_Exercise goal:_
Among the records below, one line contains "Find the bare leg;"; copy that line and all that follow it, exactly as written.

** Opening Data provided block **

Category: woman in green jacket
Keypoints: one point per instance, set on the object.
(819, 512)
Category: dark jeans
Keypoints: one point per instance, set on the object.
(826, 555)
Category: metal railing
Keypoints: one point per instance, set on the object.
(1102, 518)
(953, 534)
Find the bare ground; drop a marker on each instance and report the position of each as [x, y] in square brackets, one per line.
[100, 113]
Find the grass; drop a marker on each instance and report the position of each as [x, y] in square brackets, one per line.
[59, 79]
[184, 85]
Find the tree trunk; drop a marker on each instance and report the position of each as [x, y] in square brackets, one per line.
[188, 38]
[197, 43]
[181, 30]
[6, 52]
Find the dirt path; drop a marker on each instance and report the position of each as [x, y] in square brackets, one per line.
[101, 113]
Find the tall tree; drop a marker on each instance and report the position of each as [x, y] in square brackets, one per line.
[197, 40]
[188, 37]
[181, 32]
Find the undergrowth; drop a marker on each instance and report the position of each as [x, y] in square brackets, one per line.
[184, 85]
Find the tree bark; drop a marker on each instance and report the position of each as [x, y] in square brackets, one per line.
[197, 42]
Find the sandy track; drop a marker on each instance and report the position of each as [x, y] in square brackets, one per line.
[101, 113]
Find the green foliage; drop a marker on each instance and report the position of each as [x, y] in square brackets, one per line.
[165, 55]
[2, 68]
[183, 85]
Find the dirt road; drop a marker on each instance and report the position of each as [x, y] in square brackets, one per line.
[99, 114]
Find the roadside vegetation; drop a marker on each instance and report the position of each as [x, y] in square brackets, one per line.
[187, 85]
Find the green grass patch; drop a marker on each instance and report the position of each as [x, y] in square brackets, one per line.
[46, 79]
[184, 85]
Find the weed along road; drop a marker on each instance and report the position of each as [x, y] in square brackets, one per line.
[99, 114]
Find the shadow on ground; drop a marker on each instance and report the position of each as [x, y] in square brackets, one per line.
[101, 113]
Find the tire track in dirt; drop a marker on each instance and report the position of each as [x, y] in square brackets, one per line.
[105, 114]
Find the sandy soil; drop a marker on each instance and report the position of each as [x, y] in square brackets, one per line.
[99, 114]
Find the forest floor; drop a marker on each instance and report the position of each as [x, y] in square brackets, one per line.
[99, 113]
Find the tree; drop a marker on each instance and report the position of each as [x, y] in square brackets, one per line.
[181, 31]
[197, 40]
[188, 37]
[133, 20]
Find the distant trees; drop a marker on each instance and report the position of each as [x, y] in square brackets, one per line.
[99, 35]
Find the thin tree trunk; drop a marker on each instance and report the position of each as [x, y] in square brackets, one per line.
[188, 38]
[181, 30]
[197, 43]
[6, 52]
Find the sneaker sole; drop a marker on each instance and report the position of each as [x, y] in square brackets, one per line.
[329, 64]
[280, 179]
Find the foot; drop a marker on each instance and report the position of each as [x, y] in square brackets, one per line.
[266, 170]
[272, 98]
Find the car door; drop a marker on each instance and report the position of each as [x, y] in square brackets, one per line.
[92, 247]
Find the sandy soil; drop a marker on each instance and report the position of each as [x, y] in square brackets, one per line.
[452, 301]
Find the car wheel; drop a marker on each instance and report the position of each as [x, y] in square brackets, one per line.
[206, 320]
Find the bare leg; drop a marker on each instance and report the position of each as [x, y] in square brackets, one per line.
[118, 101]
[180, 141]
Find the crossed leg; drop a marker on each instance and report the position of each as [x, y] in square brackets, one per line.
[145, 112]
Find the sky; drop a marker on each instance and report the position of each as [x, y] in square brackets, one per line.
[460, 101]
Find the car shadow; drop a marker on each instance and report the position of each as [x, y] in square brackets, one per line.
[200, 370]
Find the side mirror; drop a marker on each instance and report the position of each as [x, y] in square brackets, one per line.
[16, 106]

** Closing Data provided block **

_Answer to this task:_
Find the bare leg; drop a marker on each instance and report the position of each as [x, y] in square brackets, one per line.
[118, 101]
[180, 141]
Find the crossed leg; drop a marker on each instance and report the position of each as [x, y] in square brackets, one per line.
[145, 112]
Find the sky; drop a marker on each instance and report the position of each as [x, y] in square brackets, one per line.
[460, 101]
Find the car shadow; drop a marker on each instance and report the position of each as [x, y] in square brackets, one per line.
[200, 370]
Find the side mirror; drop a marker on each instance and report the position of each as [x, y] in square brackets, one per line.
[16, 106]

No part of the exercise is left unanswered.